_Text block_.

[start]

“He means well.”
“He’s just being protective.”
“He didn’t mean to do it. He was just upset.”
You have heard statements like this from your friends. You have observed how their relationship has degenerated, and you’ve tried to be objective about the whole situation. But when a loved one’s relationship has become a cycle of abuse, it’s hard not to try to take charge of the situation and become more than an observer.
Sally recognizes this.
At a recent meeting of GABRIELA, Sally explained how she even justified her former partner’s abuse, not recognizing how he was slowly removing her power to choose and change her life. Fortunately, she found a way to open up to her family and friends who helped her take the first step.
Sally is lucky. But often in the Philippines, the victim and the people who should provide support are hampered by culture and custom. It’s not surprising that many people use the following excuses: “Away mag-asawa yan, ‘wag kang makialam,” or “’Wag kang makikialam sa buhay ng iba!”

[end]

_Rows_.

[start]

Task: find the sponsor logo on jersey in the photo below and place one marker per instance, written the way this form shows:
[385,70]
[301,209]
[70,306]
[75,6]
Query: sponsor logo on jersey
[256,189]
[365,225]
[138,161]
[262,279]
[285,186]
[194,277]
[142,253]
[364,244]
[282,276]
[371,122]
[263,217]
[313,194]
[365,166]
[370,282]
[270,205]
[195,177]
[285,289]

[end]

_Problems_.
(1) Reproduce the stretch of the passage about relationship abuse from "You have heard" through "than an observer.", word for word.
(2) According to the passage about relationship abuse, where did Sally explain how she justified her former partner's abuse?
Rely only on the passage about relationship abuse, not on the records.

_Answers to the exercise_.
(1)
You have heard statements like this from your friends. You have observed how their relationship has degenerated, and you’ve tried to be objective about the whole situation. But when a loved one’s relationship has become a cycle of abuse, it’s hard not to try to take charge of the situation and become more than an observer.

(2) At a recent meeting of GABRIELA.